# Source document
-- Begin --
Studio album by We Came as Romans
- Released: July 23, 2013
- Recorded: March 13–April 23, 2013
- Genre: Metalcore; post-hardcore;
- Length: 40:34 (Original release) 46:53 (Target Exclusive)
- Label: Equal Vision; Nuclear Blast; We Are Unified;
- Producer: John Feldmann

We Came as Romans chronology
| Understanding What We've Grown to Be (2011) | Tracing Back Roots (2013) | We Came as Romans (2015) |

= Tracing Back Roots =

Tracing Back Roots is the third studio album by American metalcore band We Came as Romans. It was released on July 23, 2013, through Equal Vision Records. The album is noted for the band's shift from their signature metalcore sound to a more melodic, clean vocal driven sound, while still maintaining metalcore elements throughout. The album has been received with favorable reviews which praise the band's “go out and do something with your life with purpose” message.

The album debuted at number 8 on the Billboard 200 with 26,500 copies sold in the first week. As of June 2015, this album has sold 79,000 copies in the United States.

The album's first single, "Hope", was released on January 4, 2013, and is also included on the Understanding What We've Grown to Be Deluxe Edition.
-- End --
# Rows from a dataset
-- Begin --
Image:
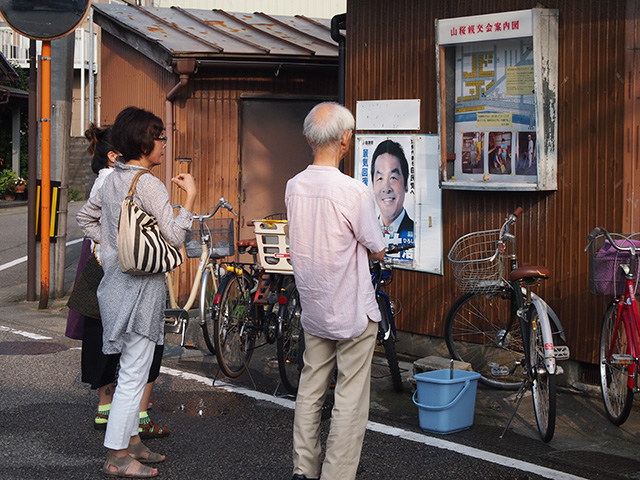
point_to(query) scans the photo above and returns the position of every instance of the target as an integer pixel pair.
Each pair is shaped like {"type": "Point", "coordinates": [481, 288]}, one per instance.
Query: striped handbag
{"type": "Point", "coordinates": [142, 250]}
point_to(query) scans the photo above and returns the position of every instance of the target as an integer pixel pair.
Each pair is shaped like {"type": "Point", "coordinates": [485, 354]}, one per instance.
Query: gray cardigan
{"type": "Point", "coordinates": [130, 303]}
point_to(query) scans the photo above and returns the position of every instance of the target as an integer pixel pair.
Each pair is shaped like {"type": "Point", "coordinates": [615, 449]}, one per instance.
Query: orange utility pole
{"type": "Point", "coordinates": [45, 189]}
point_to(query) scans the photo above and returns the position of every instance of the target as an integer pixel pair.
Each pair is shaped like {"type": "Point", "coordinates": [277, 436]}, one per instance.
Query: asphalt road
{"type": "Point", "coordinates": [242, 429]}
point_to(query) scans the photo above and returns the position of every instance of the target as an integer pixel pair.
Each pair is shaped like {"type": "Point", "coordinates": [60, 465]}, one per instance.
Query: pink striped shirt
{"type": "Point", "coordinates": [332, 228]}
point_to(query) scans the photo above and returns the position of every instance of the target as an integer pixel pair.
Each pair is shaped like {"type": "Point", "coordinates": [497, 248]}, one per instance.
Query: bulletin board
{"type": "Point", "coordinates": [497, 79]}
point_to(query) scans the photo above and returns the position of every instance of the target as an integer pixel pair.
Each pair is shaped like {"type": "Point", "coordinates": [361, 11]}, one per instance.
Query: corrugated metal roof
{"type": "Point", "coordinates": [165, 34]}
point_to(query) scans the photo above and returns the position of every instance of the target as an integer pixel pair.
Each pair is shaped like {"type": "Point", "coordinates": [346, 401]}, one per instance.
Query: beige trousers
{"type": "Point", "coordinates": [350, 411]}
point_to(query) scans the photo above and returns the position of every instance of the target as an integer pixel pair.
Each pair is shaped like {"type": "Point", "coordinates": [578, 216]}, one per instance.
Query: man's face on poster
{"type": "Point", "coordinates": [388, 187]}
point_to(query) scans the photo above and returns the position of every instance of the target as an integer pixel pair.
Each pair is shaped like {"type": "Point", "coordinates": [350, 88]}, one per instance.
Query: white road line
{"type": "Point", "coordinates": [33, 336]}
{"type": "Point", "coordinates": [24, 259]}
{"type": "Point", "coordinates": [393, 431]}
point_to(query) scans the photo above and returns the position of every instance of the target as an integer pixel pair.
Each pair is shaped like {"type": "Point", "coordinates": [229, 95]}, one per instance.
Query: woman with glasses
{"type": "Point", "coordinates": [131, 306]}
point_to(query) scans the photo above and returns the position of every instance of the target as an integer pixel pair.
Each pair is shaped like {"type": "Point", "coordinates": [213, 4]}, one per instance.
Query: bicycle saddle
{"type": "Point", "coordinates": [529, 272]}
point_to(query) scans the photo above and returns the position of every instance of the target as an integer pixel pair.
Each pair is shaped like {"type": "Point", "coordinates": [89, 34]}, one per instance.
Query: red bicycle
{"type": "Point", "coordinates": [612, 271]}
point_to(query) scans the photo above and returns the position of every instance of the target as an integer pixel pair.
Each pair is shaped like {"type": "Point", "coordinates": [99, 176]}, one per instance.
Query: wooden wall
{"type": "Point", "coordinates": [391, 55]}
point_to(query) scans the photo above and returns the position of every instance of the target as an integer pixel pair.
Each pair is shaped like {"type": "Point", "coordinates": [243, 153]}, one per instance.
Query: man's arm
{"type": "Point", "coordinates": [377, 256]}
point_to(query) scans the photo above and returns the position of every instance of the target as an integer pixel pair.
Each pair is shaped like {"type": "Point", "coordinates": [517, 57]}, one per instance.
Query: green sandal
{"type": "Point", "coordinates": [122, 465]}
{"type": "Point", "coordinates": [100, 421]}
{"type": "Point", "coordinates": [151, 430]}
{"type": "Point", "coordinates": [143, 454]}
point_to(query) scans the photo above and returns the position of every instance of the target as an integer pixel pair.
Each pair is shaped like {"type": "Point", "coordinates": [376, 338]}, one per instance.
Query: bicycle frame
{"type": "Point", "coordinates": [176, 317]}
{"type": "Point", "coordinates": [523, 298]}
{"type": "Point", "coordinates": [628, 307]}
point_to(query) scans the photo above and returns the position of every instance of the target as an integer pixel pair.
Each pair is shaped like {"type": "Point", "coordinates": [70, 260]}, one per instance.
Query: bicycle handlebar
-- End --
# Exercise task 1
Translate this sentence from the article on the album Tracing Back Roots into Spanish: "The album debuted at number 8 on the Billboard 200 with 26,500 copies sold in the first week."
# Exercise task 2
According to the article on Tracing Back Roots, on what date did the album's first single, "Hope," come out?
# Exercise task 3
From the Tracing Back Roots article, reproduce the passage that begins at the words "We Came as Romans chronology" and stops after "the United States.".

# Answer 1
El álbum debutó en el número 8 del Billboard 200 con 26.500 copias vendidas en la primera semana.

# Answer 2
January 4, 2013.

# Answer 3
We Came as Romans chronology
| Understanding What We've Grown to Be (2011) | Tracing Back Roots (2013) | We Came as Romans (2015) |

= Tracing Back Roots =

Tracing Back Roots is the third studio album by American metalcore band We Came as Romans. It was released on July 23, 2013, through Equal Vision Records. The album is noted for the band's shift from their signature metalcore sound to a more melodic, clean vocal driven sound, while still maintaining metalcore elements throughout. The album has been received with favorable reviews which praise the band's “go out and do something with your life with purpose” message.

The album debuted at number 8 on the Billboard 200 with 26,500 copies sold in the first week. As of June 2015, this album has sold 79,000 copies in the United States.